» Problemas y tareas
• A. Enumera las personas con cuyos ojos el artículo sobre los getas pide que se mire a ese pueblo.
• B. Devuelve sin cambios el fragmento del artículo sobre los getas que empieza en «Lo hemos visto» y termina en «hoy a Putin.», incluyendo ambos.

» Texto de la página
►

Los getas (o las caras de la historia)
«Las naciones viven para el futuro, pero la confianza en sí mismas la obtienen de la generosidad de su lectura de su propio pasado»
No voy a hablar de Putin y de su empeño en demostrarnos que la historia siempre ha sido lo que era. Voy a hablar de la exposición que el Museo Arqueológico Nacional ha dedicado a los «Tesoros arqueológicos de Rumanía». El más admirable de estos tesoros es el casco de Cotofenesti, una obra de arte del pueblo tracio de los getas, hegemónico en las tierras de lo que hoy es Rumanía entre los siglos VIII-VI a.C.
Lo que les voy a pedir en este artículo es que vean de otra manera a los getas. Es decir, que los vean con los ojos de Isidoro de Sevilla, Rodrigo Jiménez de Rada, Alfonso X, Alfonso de Villa Diego o Diego Saavedra Fajardo. Lo que les propongo es que dirijan una mirada hispana a la cultura geta.
Ya saben ustedes que los godos, tras vencer a los hispano-romanos, impusieron en la península ibérica con la fuerza de su victoria los argumentos de un nuevo régimen político. Pero como vencer y convencer no es necesariamente lo mismo, especialmente cuando los derrotados, de alma y lengua latina, estaban muy lejos de ser unos bárbaros iletrados a quienes se pudiera despreciar, los vencedores se propusieron legitimar su dominio con los argumentos retóricos necesarios para pasar de temidos a respetados. Para ello necesitaban argumentos y, como bien es sabido, en estas circunstancias los mitos son de gran ayuda. El gobernante capaz de controlar las canciones de una nación no tiene apenas necesidad de leyes.
Lo hemos visto muchas veces en la historia: la espada para ganar dignidad necesita el amparo de la débil pluma del poeta. Las canciones que acompañaron ayer a la Rusia de Lenin son las que le faltan clamorosamente hoy a Putin.
El 22 de agosto de 1941, en la embajada de España en Berlín, Dionisio Ridruejo se lo dijo en la cara a Muñoz Grandes, que, con uniforme de general alemán con pantalón de raya roja, estaba a punto de salir con la División Azul para Rusia: «Mi general, ustedes los héroes serán en la historia lo que digamos los poetas». A Muñoz Grandes aquello no le gustó nada y el embajador tuvo que resolver la situación con un brindis: «¡Por la entrada en Moscú!». La División tuvo que hacer andando el viaje de Polonia al frente ruso, porque Hitler se negó en redondo a llevarlos en tren. Así que marcharon cantando: «Tenemos que recorrer / mil kilómetros andando / para luego demostrar / lo que llevamos colgando». Pero esta, aunque también tenga que ver con canciones, es otra historia. Y aquí estábamos hablando de los getas y los godos.

◄

» Información mostrada

►

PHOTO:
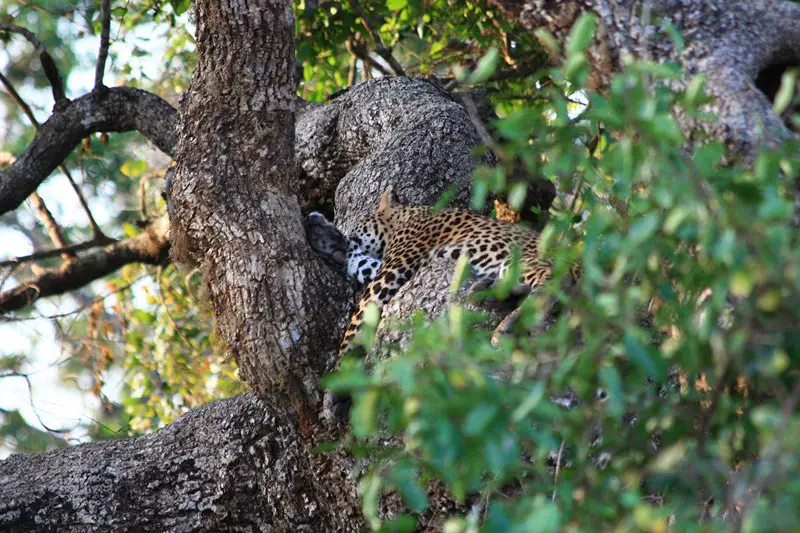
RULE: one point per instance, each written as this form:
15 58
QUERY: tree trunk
236 209
245 465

◄

» Soluciones
• A. Isidoro de Sevilla, Rodrigo Jiménez de Rada, Alfonso X, Alfonso de Villa Diego y Diego Saavedra Fajardo.

• B.
Lo hemos visto muchas veces en la historia: la espada para ganar dignidad necesita el amparo de la débil pluma del poeta. Las canciones que acompañaron ayer a la Rusia de Lenin son las que le faltan clamorosamente hoy a Putin.